** START OF PROVIDED RECORDS **

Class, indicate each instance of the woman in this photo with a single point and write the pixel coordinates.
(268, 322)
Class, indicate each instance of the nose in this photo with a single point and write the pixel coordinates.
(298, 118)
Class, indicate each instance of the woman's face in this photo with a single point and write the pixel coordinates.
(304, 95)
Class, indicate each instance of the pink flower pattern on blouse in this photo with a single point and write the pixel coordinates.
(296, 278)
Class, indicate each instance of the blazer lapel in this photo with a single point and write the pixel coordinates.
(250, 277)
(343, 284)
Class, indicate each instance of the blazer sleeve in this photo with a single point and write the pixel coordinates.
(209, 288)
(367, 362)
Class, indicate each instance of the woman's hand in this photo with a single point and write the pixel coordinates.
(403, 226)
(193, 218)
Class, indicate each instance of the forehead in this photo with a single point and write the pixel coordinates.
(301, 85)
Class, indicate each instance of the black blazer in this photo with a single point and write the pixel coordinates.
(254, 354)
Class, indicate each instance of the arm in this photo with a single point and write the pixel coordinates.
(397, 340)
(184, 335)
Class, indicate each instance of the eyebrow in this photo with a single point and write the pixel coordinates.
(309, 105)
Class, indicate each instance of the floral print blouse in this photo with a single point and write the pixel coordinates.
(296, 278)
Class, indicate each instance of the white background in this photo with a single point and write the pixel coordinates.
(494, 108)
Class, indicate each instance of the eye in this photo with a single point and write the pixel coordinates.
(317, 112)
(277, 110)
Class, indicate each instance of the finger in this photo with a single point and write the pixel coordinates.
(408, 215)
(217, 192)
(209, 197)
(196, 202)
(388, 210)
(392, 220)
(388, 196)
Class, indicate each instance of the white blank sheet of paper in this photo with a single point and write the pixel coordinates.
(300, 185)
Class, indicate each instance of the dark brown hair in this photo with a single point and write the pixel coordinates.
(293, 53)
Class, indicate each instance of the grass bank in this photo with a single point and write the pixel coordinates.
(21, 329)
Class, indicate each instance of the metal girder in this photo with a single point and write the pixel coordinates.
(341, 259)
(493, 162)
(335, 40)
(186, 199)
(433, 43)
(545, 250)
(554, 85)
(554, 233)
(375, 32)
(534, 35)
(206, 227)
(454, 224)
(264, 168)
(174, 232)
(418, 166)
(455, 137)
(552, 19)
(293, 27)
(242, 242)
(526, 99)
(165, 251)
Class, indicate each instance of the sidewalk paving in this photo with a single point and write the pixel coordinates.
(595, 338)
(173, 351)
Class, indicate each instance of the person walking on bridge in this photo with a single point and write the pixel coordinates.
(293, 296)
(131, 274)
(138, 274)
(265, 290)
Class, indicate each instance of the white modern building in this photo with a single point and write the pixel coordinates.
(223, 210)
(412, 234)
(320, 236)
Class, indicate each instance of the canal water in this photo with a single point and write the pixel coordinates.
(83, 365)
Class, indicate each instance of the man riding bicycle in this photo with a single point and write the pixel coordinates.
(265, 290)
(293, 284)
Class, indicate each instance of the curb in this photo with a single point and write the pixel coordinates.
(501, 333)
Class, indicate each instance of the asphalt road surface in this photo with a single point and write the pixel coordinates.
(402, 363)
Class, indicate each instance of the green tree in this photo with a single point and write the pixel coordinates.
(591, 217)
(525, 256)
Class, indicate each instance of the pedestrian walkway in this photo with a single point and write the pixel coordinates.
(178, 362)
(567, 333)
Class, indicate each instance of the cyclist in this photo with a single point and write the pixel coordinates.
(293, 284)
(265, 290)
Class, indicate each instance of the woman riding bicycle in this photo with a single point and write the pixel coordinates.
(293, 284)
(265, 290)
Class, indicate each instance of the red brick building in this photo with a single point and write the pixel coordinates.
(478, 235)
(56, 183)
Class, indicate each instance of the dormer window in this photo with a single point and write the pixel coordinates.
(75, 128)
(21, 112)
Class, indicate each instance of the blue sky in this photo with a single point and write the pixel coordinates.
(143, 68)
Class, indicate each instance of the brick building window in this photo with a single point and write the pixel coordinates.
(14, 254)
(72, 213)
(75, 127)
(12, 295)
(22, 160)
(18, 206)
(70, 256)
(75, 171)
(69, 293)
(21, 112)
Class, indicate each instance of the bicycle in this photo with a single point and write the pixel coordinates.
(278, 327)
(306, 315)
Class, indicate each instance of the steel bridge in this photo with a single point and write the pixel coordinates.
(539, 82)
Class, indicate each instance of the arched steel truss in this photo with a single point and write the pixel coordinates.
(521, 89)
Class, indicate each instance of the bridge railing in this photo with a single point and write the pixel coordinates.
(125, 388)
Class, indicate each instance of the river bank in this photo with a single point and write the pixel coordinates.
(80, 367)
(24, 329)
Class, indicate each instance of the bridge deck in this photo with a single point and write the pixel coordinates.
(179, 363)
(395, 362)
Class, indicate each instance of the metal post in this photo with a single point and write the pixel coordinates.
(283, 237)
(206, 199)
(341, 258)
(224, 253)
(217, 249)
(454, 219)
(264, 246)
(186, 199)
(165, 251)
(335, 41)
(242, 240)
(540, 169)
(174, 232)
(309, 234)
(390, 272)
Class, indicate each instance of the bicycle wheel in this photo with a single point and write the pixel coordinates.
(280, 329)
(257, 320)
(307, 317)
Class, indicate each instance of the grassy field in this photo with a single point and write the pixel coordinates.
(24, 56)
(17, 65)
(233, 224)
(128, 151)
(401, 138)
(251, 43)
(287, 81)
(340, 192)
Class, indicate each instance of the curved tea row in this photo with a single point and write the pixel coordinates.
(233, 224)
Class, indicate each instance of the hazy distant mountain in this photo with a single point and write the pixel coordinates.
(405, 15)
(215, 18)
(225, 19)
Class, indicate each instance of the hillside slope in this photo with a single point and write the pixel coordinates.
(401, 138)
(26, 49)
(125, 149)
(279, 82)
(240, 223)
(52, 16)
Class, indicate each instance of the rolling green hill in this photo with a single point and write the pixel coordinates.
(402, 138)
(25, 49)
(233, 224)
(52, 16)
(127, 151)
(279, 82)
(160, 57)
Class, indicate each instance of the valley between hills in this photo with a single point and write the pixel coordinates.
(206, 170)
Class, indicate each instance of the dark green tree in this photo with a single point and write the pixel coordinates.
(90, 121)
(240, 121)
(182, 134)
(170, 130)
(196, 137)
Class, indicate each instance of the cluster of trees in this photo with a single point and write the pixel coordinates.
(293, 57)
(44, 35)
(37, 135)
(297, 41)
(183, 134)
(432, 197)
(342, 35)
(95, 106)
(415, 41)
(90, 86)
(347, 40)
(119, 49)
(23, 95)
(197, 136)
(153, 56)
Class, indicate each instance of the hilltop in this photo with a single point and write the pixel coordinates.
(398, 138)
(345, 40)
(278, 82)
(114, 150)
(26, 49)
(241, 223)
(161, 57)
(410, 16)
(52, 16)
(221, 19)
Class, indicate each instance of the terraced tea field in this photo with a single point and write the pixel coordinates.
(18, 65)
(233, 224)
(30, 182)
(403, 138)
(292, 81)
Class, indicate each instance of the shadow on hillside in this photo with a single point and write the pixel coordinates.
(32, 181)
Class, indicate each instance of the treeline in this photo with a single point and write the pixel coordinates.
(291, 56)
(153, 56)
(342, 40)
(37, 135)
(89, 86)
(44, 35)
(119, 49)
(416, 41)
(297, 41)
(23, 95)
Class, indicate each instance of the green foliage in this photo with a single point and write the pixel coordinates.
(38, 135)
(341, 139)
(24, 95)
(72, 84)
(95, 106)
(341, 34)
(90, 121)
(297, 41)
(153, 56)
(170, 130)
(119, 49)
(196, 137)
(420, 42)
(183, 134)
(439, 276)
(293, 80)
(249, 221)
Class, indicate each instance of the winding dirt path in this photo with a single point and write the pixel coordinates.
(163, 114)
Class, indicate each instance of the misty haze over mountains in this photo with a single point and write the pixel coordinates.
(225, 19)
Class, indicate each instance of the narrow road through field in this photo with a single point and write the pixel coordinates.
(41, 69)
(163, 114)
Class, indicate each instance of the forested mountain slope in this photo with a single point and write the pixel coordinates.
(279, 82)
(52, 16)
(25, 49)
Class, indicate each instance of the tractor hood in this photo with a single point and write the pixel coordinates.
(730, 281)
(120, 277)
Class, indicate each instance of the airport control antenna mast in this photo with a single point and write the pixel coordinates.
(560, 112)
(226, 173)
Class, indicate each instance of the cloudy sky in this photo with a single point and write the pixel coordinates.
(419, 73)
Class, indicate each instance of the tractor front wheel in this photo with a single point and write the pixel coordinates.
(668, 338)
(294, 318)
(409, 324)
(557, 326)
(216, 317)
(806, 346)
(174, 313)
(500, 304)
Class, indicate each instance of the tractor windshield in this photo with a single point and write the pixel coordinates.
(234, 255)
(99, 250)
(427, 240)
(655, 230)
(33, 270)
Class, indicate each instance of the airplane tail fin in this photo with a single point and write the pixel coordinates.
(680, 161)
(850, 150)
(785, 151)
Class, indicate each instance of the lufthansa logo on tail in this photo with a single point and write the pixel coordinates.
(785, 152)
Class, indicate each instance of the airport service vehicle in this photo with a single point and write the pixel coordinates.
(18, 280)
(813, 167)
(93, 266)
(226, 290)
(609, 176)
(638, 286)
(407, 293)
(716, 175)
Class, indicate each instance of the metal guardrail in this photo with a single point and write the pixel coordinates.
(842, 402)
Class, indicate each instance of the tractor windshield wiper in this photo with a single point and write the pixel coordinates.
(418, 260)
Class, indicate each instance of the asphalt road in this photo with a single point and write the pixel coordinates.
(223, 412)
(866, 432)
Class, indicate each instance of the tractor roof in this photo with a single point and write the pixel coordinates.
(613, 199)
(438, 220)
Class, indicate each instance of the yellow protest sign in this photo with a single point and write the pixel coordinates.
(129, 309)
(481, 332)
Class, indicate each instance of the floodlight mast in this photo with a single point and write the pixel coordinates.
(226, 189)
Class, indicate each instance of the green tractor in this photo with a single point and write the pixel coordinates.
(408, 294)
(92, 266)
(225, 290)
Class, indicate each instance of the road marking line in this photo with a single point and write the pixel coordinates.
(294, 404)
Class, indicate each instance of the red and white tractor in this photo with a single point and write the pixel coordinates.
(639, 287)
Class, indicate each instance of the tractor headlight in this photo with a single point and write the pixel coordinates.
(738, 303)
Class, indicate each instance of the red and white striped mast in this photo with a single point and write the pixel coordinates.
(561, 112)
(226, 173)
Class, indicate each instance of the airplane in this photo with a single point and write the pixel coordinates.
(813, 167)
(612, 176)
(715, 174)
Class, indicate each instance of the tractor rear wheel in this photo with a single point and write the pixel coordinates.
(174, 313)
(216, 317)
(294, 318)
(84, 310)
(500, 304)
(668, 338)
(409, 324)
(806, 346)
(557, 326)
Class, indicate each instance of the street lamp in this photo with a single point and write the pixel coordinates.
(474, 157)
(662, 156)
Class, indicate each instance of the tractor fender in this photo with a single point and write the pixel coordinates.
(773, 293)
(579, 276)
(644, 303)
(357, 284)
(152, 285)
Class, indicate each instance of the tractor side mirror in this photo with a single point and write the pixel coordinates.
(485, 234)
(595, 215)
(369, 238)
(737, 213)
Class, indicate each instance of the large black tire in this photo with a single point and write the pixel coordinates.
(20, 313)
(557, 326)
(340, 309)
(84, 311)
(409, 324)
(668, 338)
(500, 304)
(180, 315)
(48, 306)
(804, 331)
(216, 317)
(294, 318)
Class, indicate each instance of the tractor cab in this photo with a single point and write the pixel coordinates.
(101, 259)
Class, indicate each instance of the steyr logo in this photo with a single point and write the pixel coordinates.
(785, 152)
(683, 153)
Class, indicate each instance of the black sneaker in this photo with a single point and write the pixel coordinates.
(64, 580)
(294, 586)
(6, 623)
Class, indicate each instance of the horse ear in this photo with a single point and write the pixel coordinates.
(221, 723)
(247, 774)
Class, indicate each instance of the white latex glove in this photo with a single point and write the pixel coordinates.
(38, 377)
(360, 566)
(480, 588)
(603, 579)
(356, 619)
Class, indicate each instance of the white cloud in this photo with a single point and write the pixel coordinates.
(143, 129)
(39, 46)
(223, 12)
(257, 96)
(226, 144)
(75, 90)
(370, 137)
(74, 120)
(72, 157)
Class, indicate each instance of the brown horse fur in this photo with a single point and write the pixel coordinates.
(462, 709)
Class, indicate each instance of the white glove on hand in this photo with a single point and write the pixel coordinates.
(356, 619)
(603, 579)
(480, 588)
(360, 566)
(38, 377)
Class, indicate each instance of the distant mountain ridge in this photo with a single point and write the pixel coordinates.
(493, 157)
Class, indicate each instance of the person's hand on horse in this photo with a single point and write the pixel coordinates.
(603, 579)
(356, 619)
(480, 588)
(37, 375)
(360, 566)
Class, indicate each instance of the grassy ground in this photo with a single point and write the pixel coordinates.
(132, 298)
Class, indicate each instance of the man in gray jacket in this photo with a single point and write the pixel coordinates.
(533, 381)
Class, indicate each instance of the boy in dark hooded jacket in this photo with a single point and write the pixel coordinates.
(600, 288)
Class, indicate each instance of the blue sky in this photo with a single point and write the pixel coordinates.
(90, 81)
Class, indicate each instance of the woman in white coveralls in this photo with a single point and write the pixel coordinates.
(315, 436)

** END OF PROVIDED RECORDS **

_THE PROBLEM_. Substitute "grassy field" for "grassy ground" in the stretch from the line containing "Class, indicate each instance of the distant" through the end of the entries, and give only that stretch back with nothing else changed.

_EXERCISE ANSWER_.
Class, indicate each instance of the distant mountain ridge in this photo with a single point and write the pixel coordinates.
(493, 157)
Class, indicate each instance of the person's hand on horse in this photo with a single point and write the pixel coordinates.
(603, 579)
(356, 619)
(480, 588)
(37, 375)
(360, 566)
Class, indicate each instance of the grassy field in this photo with a single point and write the pixel coordinates.
(132, 298)
Class, indicate each instance of the man in gray jacket in this photo with a single point and write the pixel coordinates.
(533, 381)
Class, indicate each instance of the boy in dark hooded jacket in this photo with a single point and write the pixel coordinates.
(600, 288)
Class, indicate each instance of the blue sky in this photo with a single point and write the pixel coordinates.
(90, 81)
Class, indicate each instance of the woman in white coveralls in this photo with a single point and write the pixel coordinates.
(315, 436)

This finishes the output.